§ **Text block**
╭──
The Life Cycles of Objects: An Interview with Adrián Villar Rojas
Take a closer look the artist’s work and its relationship with time.
Julia Detchon, Adrián Villar Rojas
Sep 5, 2023
Massive, deteriorating sculptures are just one aspect of the immersive worlds Adrián Villar Rojas builds. Even in the controlled environment of a museum, they crumble and crack, hinting at both the material reality of time’s passage and at a series of imagined cataclysmic events that might have brought them here.
A speculative relationship with history—and with our possible futures—is at the heart of the work on view in Chosen Memories Contemporary Latin American Art from the Patricia Phelps de Cisneros Gift and Beyond. As the exhibition comes to a close (on September 9), I spoke with Villar Rojas, who lives and works nomadically—most recently in Rosario, Argentina—about the multifaceted works he has shown at MoMA, and their new directions.
╰──
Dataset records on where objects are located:
╭──
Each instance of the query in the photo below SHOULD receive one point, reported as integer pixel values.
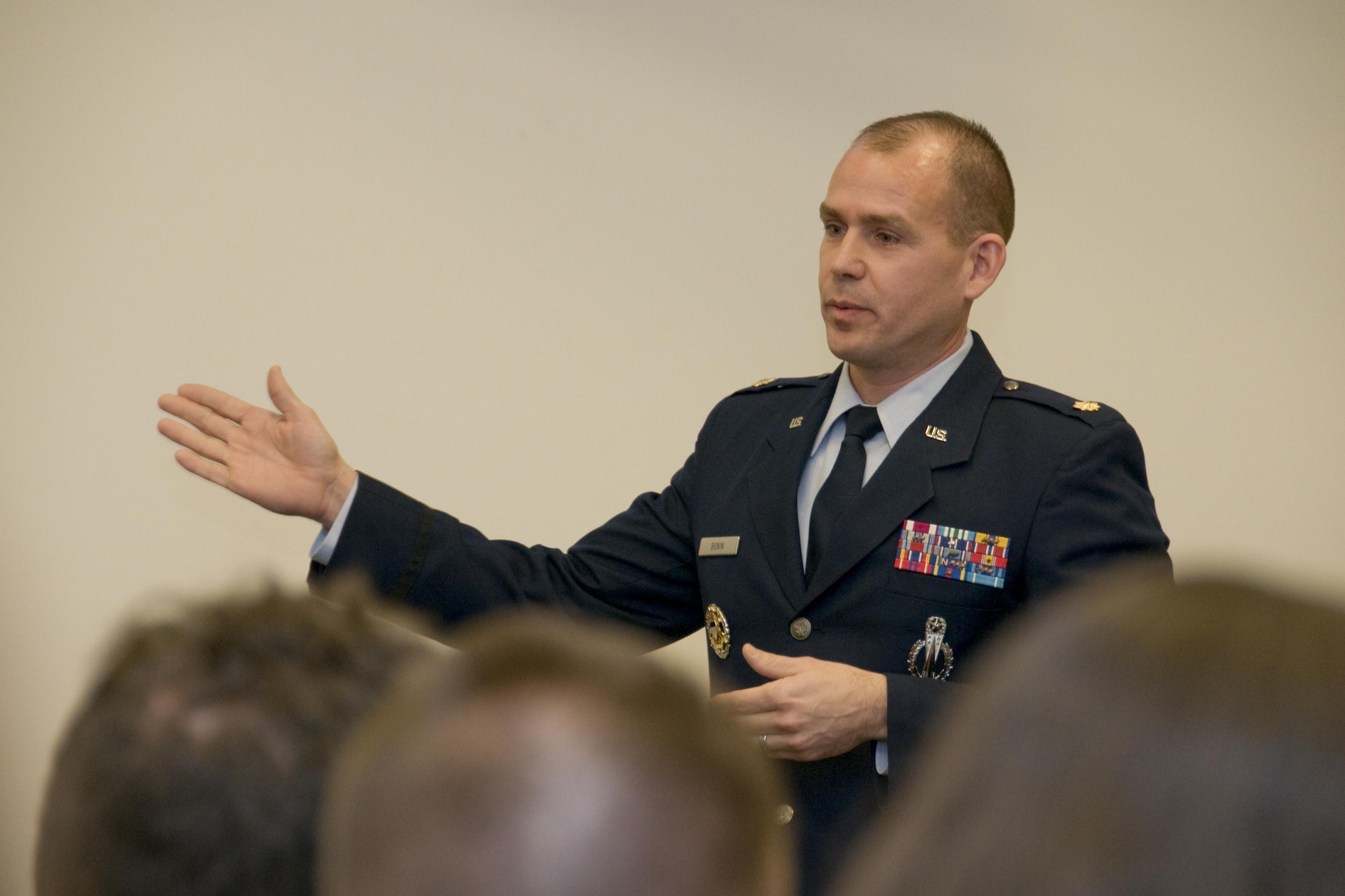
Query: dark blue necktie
(843, 486)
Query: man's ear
(985, 259)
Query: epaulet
(1090, 412)
(771, 384)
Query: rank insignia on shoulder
(949, 552)
(718, 630)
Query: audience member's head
(1140, 739)
(197, 762)
(551, 759)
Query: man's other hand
(287, 462)
(813, 708)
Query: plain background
(514, 255)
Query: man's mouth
(843, 310)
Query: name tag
(719, 546)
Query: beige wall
(513, 257)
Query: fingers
(221, 403)
(773, 665)
(198, 416)
(200, 443)
(282, 395)
(196, 463)
(747, 701)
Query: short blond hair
(980, 186)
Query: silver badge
(926, 653)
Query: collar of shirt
(900, 408)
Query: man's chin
(847, 349)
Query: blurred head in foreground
(551, 759)
(197, 762)
(1141, 739)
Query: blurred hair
(549, 758)
(980, 190)
(1145, 739)
(197, 760)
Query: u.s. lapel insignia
(926, 653)
(718, 630)
(949, 552)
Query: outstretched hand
(812, 709)
(287, 462)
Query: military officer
(845, 538)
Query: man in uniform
(844, 538)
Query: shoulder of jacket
(773, 384)
(1091, 412)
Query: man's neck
(876, 384)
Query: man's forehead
(906, 182)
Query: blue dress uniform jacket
(1067, 486)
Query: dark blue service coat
(1067, 486)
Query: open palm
(284, 462)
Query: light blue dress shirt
(896, 412)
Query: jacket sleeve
(638, 568)
(1097, 510)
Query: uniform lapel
(774, 489)
(905, 482)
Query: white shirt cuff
(326, 542)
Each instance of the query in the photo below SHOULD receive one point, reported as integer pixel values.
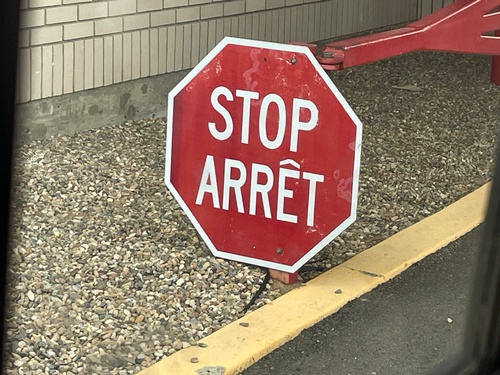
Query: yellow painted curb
(236, 346)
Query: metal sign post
(263, 153)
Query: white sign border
(357, 152)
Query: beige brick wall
(67, 46)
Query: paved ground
(405, 326)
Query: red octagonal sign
(263, 153)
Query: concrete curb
(236, 346)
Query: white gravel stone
(107, 273)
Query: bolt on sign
(263, 153)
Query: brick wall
(67, 46)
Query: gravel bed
(107, 274)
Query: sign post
(263, 153)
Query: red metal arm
(465, 26)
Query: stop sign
(263, 153)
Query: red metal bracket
(465, 26)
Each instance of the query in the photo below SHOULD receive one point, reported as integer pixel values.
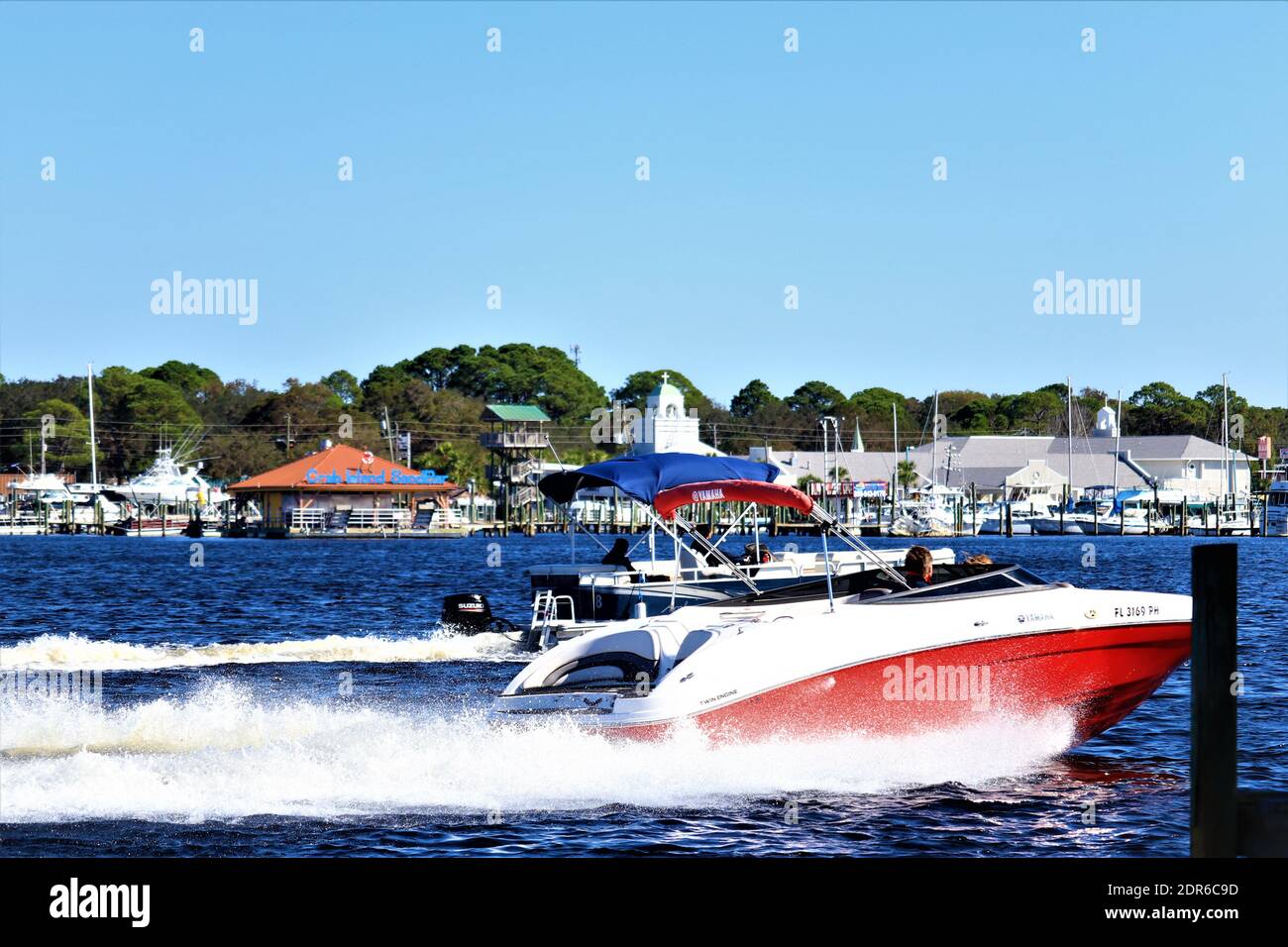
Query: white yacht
(1276, 504)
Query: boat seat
(621, 659)
(604, 668)
(692, 642)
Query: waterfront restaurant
(344, 489)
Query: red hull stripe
(1098, 676)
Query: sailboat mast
(1068, 402)
(934, 447)
(894, 487)
(93, 444)
(1119, 441)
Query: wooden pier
(1225, 821)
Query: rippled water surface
(299, 698)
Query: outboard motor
(469, 612)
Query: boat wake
(73, 652)
(226, 753)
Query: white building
(666, 427)
(1190, 466)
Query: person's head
(919, 564)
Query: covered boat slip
(595, 592)
(572, 599)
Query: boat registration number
(1136, 611)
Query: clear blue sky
(768, 169)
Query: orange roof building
(344, 488)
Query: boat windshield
(876, 586)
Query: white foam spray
(222, 751)
(63, 652)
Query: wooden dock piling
(1224, 821)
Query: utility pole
(389, 433)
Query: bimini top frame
(665, 482)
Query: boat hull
(1095, 677)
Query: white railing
(380, 519)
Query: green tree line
(438, 395)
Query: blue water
(297, 697)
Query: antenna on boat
(93, 444)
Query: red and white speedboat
(864, 654)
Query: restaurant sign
(391, 476)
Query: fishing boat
(864, 654)
(168, 482)
(571, 599)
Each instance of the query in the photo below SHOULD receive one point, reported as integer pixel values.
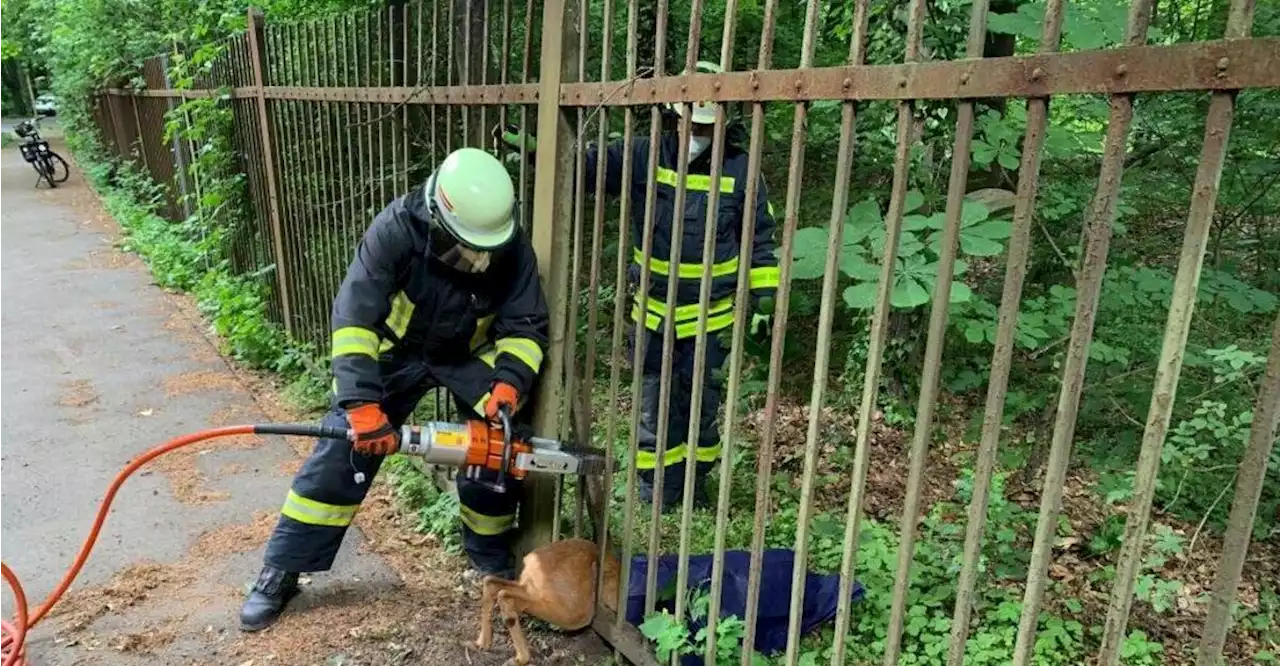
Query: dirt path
(100, 364)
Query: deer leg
(488, 597)
(512, 602)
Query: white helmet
(471, 197)
(704, 112)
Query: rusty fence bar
(1217, 131)
(997, 387)
(336, 117)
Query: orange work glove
(374, 433)
(502, 393)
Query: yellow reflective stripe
(312, 512)
(481, 333)
(695, 182)
(355, 340)
(648, 460)
(488, 355)
(524, 349)
(688, 311)
(766, 277)
(686, 270)
(487, 525)
(686, 329)
(402, 311)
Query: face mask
(466, 259)
(698, 145)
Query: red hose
(13, 635)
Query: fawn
(557, 582)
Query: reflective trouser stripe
(355, 340)
(312, 512)
(487, 525)
(648, 460)
(720, 315)
(524, 349)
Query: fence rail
(336, 117)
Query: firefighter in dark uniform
(443, 291)
(725, 267)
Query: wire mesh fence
(643, 243)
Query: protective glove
(762, 318)
(502, 395)
(512, 135)
(374, 433)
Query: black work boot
(274, 588)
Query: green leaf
(909, 292)
(858, 267)
(860, 296)
(810, 252)
(979, 246)
(992, 229)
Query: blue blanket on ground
(821, 594)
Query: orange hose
(13, 635)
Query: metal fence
(336, 117)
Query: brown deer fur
(557, 582)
╰──
§ **Objective**
Copy everything from "The Life Cycles" down to "brought them here." in the interview text above, using "statues" in place of "sculptures".

§ **Output**
The Life Cycles of Objects: An Interview with Adrián Villar Rojas
Take a closer look the artist’s work and its relationship with time.
Julia Detchon, Adrián Villar Rojas
Sep 5, 2023
Massive, deteriorating statues are just one aspect of the immersive worlds Adrián Villar Rojas builds. Even in the controlled environment of a museum, they crumble and crack, hinting at both the material reality of time’s passage and at a series of imagined cataclysmic events that might have brought them here.